_Consigne:_ Mettez sous forme de liste JSON de chaînes les lignes des enregistrements ci-dessous, depuis la ligne contenant « the white curtain » jusqu'à la ligne contenant « (1153, 348) », ces deux lignes comprises. Chaque ligne devient une chaîne, et les lignes vides sont omises.

_Données:_
----

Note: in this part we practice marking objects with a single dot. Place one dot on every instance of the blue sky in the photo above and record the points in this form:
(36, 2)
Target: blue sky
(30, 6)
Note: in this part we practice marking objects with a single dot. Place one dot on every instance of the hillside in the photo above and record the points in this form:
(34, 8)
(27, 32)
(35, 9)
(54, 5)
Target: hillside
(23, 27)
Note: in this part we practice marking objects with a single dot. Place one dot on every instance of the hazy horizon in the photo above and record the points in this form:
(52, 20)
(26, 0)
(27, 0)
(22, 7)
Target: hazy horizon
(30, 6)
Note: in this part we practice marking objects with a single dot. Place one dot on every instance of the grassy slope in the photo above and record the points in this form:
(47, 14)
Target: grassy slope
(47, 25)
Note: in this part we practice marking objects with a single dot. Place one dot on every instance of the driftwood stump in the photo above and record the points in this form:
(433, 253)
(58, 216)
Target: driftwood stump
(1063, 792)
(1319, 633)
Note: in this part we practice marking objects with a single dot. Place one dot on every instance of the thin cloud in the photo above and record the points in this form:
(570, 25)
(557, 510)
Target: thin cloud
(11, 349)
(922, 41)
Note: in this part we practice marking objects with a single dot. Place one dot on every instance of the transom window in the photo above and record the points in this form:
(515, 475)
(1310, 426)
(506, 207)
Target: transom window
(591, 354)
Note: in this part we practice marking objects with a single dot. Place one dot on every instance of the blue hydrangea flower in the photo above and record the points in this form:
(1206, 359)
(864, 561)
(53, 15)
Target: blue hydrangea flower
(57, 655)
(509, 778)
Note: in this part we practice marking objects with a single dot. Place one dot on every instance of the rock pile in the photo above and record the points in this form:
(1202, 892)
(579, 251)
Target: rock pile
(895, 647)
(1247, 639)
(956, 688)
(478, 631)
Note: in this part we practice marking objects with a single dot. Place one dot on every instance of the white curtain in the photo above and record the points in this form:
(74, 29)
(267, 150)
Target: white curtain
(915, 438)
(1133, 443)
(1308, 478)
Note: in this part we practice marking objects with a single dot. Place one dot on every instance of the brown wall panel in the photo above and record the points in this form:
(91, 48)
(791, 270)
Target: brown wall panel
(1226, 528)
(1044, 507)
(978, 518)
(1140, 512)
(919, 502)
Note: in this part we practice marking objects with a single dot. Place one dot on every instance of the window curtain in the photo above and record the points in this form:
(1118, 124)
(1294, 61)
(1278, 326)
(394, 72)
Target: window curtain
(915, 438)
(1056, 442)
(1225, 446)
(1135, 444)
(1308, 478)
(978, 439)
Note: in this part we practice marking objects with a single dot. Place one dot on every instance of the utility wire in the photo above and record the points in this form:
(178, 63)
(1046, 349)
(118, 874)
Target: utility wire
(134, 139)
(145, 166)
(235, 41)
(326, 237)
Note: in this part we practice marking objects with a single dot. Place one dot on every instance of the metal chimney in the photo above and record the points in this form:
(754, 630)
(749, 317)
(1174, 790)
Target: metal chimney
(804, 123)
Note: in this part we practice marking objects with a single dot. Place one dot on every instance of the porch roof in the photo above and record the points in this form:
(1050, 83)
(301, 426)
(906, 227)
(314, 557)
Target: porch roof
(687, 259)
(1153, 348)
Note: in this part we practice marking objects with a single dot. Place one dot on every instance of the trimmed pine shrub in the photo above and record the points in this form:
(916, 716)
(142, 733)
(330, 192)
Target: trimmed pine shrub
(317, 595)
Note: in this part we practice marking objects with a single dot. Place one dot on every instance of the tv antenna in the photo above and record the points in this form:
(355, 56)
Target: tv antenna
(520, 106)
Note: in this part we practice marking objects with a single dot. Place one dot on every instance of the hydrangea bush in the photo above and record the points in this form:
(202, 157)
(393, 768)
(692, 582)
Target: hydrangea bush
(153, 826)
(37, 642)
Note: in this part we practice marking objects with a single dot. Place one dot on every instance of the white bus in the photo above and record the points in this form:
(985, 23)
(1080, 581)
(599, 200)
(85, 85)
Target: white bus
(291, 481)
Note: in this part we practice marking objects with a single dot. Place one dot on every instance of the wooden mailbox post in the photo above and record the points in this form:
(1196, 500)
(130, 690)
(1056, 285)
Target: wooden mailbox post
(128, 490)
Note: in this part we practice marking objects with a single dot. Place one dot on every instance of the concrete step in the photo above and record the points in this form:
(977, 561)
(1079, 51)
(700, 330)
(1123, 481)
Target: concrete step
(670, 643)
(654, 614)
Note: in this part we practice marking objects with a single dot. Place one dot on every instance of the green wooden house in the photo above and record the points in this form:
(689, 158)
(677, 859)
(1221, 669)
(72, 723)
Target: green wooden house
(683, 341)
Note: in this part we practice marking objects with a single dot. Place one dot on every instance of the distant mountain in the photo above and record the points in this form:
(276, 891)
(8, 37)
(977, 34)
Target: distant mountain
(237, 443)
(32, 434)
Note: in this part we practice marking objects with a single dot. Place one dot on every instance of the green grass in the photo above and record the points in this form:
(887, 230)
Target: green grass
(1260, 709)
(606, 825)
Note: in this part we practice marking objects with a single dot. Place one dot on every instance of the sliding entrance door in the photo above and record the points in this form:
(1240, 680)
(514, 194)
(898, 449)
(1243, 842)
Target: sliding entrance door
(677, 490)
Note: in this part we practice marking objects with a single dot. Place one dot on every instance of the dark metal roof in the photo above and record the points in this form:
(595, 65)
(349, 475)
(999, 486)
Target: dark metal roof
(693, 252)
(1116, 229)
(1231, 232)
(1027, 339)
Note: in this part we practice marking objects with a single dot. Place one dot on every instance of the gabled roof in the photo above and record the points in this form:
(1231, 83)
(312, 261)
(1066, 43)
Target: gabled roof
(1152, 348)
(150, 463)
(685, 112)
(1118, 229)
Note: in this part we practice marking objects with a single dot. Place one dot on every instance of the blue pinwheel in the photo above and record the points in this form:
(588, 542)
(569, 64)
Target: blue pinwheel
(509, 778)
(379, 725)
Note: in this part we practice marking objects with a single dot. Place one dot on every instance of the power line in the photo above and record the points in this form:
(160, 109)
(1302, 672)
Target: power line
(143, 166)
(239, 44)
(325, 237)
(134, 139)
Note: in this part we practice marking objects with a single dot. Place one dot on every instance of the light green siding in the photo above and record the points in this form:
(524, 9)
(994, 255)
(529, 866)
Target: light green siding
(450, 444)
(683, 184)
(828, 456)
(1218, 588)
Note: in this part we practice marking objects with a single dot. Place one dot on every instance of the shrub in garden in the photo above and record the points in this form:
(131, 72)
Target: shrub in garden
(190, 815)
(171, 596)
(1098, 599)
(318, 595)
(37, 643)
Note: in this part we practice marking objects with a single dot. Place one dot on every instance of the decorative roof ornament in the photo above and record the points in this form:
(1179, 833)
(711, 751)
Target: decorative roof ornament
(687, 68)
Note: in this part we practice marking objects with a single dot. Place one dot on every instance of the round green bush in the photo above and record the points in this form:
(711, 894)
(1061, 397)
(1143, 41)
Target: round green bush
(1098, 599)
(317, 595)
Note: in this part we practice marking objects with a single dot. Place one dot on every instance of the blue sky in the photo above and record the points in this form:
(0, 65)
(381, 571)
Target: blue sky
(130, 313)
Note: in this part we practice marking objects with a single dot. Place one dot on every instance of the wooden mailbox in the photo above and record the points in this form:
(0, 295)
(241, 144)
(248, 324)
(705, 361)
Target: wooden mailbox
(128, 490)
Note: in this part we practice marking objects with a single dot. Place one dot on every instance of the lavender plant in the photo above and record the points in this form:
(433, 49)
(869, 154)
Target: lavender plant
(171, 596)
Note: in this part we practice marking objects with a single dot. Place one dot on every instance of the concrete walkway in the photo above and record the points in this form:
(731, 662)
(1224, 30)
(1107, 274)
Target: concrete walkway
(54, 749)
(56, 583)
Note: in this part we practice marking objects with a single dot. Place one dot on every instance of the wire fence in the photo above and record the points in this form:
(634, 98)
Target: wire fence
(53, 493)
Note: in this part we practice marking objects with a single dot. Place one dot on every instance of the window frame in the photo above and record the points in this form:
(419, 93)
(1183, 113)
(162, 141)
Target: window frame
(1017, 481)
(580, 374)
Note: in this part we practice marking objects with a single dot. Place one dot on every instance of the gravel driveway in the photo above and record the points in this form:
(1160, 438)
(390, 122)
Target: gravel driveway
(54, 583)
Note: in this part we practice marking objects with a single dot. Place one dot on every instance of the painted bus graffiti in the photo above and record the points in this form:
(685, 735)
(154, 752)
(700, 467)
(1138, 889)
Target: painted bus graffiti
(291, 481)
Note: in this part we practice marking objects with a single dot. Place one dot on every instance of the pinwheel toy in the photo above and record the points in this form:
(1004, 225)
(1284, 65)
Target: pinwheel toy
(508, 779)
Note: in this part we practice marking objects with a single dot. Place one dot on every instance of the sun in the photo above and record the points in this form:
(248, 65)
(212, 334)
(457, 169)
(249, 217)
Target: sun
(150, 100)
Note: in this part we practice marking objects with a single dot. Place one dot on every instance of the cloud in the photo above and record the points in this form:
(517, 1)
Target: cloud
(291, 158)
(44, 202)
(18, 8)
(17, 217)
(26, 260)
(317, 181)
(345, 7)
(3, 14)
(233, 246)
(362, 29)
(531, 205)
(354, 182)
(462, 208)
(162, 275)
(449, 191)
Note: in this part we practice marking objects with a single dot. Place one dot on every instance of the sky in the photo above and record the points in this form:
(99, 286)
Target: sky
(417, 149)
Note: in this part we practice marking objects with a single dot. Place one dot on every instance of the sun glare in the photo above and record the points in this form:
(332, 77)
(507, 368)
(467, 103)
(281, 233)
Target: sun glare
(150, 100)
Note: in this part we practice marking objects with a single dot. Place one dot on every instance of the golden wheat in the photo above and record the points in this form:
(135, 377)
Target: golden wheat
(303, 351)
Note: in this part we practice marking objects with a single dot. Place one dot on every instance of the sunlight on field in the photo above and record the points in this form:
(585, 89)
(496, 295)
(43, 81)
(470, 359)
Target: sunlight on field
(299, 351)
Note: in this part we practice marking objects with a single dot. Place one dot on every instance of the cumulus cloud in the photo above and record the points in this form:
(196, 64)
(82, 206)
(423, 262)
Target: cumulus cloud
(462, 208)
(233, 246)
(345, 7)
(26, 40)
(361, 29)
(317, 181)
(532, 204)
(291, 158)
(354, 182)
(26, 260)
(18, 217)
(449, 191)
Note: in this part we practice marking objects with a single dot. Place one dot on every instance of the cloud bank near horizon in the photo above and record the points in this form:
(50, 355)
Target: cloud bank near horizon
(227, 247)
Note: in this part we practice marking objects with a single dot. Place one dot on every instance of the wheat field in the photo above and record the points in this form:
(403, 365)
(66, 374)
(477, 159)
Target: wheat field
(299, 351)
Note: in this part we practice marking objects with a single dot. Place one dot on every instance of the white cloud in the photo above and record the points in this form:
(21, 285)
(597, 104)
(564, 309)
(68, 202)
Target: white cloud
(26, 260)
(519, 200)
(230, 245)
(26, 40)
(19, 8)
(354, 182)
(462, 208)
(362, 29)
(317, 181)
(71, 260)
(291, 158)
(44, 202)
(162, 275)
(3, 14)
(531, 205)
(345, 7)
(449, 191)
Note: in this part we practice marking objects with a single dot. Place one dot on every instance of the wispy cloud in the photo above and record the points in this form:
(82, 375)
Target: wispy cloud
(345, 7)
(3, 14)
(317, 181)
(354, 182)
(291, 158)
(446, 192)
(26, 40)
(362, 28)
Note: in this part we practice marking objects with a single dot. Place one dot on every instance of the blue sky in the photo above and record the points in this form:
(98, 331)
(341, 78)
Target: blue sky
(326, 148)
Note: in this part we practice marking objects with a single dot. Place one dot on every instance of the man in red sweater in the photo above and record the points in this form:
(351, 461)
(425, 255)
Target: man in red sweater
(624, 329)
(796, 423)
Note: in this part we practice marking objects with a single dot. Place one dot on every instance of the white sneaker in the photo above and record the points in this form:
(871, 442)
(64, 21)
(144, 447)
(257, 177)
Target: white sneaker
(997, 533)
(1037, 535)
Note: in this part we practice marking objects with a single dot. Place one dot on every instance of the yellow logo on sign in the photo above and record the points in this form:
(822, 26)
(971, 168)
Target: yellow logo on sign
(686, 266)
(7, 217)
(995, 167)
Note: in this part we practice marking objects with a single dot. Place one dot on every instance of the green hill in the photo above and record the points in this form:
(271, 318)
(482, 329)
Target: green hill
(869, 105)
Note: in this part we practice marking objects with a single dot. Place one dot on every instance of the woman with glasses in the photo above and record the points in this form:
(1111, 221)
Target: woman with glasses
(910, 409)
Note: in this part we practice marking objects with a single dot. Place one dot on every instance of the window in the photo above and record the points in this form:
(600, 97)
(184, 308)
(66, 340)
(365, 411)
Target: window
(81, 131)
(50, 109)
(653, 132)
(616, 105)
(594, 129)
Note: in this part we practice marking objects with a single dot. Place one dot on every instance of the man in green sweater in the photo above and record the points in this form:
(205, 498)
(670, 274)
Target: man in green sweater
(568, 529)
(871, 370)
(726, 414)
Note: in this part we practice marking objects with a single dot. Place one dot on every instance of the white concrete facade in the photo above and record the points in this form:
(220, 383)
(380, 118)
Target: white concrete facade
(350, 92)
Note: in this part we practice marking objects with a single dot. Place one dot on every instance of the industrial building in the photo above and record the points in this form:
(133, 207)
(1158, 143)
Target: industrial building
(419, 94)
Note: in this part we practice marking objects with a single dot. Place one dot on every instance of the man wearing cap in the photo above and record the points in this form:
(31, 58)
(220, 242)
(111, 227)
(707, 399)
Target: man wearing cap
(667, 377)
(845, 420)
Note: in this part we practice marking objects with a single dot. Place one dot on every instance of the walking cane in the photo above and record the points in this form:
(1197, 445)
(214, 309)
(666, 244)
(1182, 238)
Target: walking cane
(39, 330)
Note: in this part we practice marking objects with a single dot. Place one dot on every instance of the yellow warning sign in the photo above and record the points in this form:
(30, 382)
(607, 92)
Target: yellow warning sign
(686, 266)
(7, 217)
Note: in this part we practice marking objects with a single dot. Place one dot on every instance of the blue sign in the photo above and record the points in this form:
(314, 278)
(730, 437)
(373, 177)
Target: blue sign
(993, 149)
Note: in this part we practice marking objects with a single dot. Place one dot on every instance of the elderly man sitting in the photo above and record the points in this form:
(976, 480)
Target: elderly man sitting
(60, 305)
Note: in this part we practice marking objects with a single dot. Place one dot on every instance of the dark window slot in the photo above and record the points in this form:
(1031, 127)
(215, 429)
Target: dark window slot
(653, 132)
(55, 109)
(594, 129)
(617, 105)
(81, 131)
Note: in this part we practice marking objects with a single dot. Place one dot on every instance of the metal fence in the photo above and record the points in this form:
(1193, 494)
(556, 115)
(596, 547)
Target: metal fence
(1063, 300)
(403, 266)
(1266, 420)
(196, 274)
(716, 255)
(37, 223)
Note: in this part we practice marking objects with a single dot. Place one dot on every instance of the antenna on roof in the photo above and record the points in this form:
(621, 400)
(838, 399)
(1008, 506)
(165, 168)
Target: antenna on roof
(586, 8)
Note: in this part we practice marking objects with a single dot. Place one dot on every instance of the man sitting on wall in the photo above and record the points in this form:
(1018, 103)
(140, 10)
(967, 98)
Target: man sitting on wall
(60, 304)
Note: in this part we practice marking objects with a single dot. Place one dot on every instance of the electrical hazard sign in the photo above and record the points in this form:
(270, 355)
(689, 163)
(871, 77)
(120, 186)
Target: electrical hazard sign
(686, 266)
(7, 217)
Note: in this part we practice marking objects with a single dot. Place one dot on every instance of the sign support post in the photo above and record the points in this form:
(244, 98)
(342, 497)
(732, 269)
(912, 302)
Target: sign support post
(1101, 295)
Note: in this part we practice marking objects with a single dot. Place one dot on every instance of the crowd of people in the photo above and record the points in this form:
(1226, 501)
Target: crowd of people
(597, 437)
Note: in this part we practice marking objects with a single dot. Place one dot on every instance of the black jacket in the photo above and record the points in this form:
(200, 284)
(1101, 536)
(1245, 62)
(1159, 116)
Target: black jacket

----

_Corrigé:_
[
  "Note: in this part we practice marking objects with a single dot. Place one dot on every instance of the white curtain in the photo above and record the points in this form:",
  "(74, 29)",
  "(267, 150)",
  "Target: white curtain",
  "(915, 438)",
  "(1133, 443)",
  "(1308, 478)",
  "Note: in this part we practice marking objects with a single dot. Place one dot on every instance of the brown wall panel in the photo above and record the points in this form:",
  "(91, 48)",
  "(791, 270)",
  "Target: brown wall panel",
  "(1226, 528)",
  "(1044, 507)",
  "(978, 518)",
  "(1140, 512)",
  "(919, 502)",
  "Note: in this part we practice marking objects with a single dot. Place one dot on every instance of the window curtain in the photo above and record the points in this form:",
  "(1118, 124)",
  "(1294, 61)",
  "(1278, 326)",
  "(394, 72)",
  "Target: window curtain",
  "(915, 438)",
  "(1056, 442)",
  "(1225, 446)",
  "(1135, 444)",
  "(1308, 478)",
  "(978, 439)",
  "Note: in this part we practice marking objects with a single dot. Place one dot on every instance of the utility wire in the photo above and record the points in this form:",
  "(178, 63)",
  "(1046, 349)",
  "(118, 874)",
  "Target: utility wire",
  "(134, 139)",
  "(145, 166)",
  "(235, 41)",
  "(326, 237)",
  "Note: in this part we practice marking objects with a single dot. Place one dot on every instance of the metal chimney in the photo above and record the points in this form:",
  "(754, 630)",
  "(749, 317)",
  "(1174, 790)",
  "Target: metal chimney",
  "(804, 123)",
  "Note: in this part we practice marking objects with a single dot. Place one dot on every instance of the porch roof in the photo above and record the points in this form:",
  "(1050, 83)",
  "(301, 426)",
  "(906, 227)",
  "(314, 557)",
  "Target: porch roof",
  "(687, 259)",
  "(1153, 348)"
]